- [TASK TO COMPLETE] Transcribe all of the records, leaving out any pictures.
** Opening DATA FOR THIS EXERCISE block **
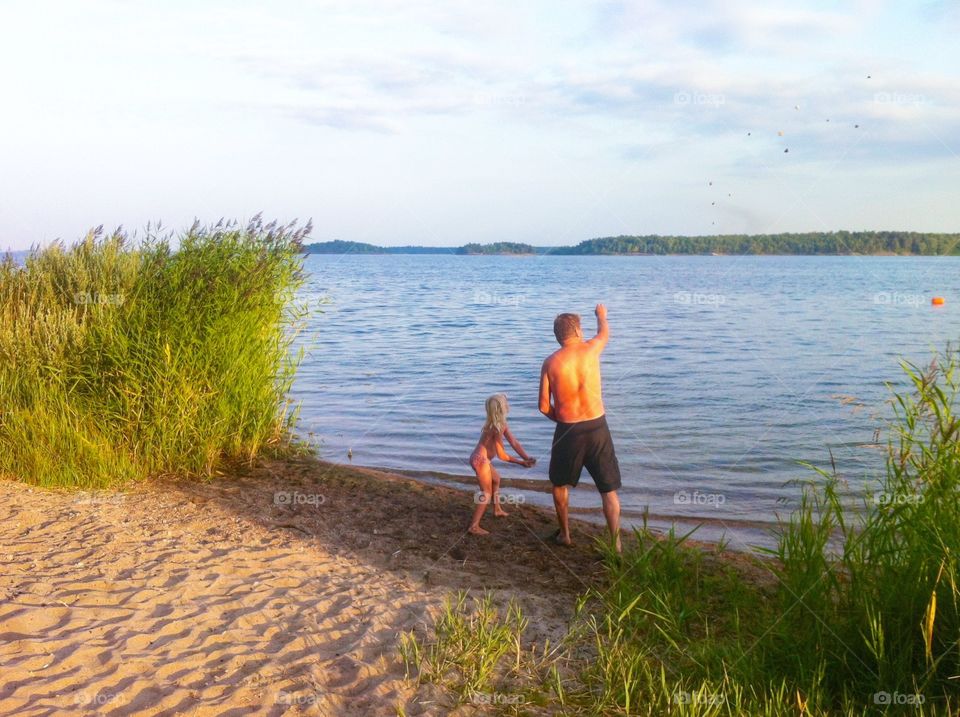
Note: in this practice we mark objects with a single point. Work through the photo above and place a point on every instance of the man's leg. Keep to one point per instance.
(561, 501)
(611, 511)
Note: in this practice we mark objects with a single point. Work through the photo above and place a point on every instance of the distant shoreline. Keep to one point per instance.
(840, 243)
** Closing DATA FOR THIS EXERCISE block **
- [TASK ANSWER]
Note: in this practice we mark objects with a single point. Work through the photo above and place a point on every instance of the man's leg. Keep to one point per instance.
(561, 501)
(611, 511)
Note: in this practice we mark objects with a single point. Work through the photo above and place a point on every instance of the distant shoreline. Keep to one point per instance.
(840, 243)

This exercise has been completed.